INSTRUCTIONS TO FOLLOW: Please quote the records below word for word, leaving out the pictures.

PROVIDED RECORDS:

---

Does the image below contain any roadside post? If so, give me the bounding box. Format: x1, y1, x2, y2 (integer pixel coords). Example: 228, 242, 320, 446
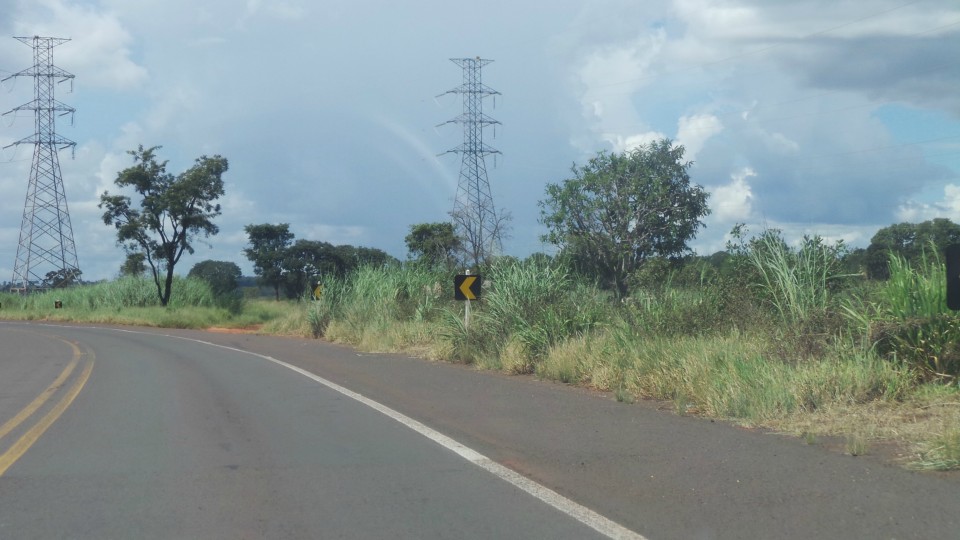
453, 270, 483, 330
943, 244, 960, 311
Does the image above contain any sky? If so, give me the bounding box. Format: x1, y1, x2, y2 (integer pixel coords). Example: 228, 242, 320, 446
0, 0, 960, 281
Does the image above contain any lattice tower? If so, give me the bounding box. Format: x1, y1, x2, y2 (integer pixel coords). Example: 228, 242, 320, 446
441, 57, 502, 265
3, 36, 80, 293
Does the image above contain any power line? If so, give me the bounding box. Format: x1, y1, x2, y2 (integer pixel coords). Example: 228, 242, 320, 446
438, 56, 503, 266
0, 36, 81, 293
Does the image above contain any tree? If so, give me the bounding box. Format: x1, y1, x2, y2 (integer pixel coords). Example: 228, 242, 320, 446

---

THE RESPONSE:
Does the image below contain any roadside post? If so, give me the bounding box. Format: x1, y1, x2, y2 (integer pixel coords). Example: 228, 242, 320, 446
453, 270, 483, 330
943, 244, 960, 311
Does the image above contain any sky? If so, give me the bounding box. Format: x1, y1, x2, y2 (integer pixel coords). Example: 228, 242, 320, 446
0, 0, 960, 281
Does the image above contain any lattice tower? If so, give me the bounding box. Format: x1, y1, x2, y2 (integer pixel coords). Example: 228, 242, 320, 446
441, 57, 502, 265
3, 36, 80, 293
Does the image above contain any power line? If so, give me the bounding box. Format: x1, y1, x2, y2 (integer pixel coords). Example: 228, 242, 320, 446
438, 56, 503, 266
0, 36, 81, 293
Does the image above contain any tree? If so, give me the bounding box. Format: x1, y1, x2, y2 (integer pixel coords). Example: 228, 242, 320, 446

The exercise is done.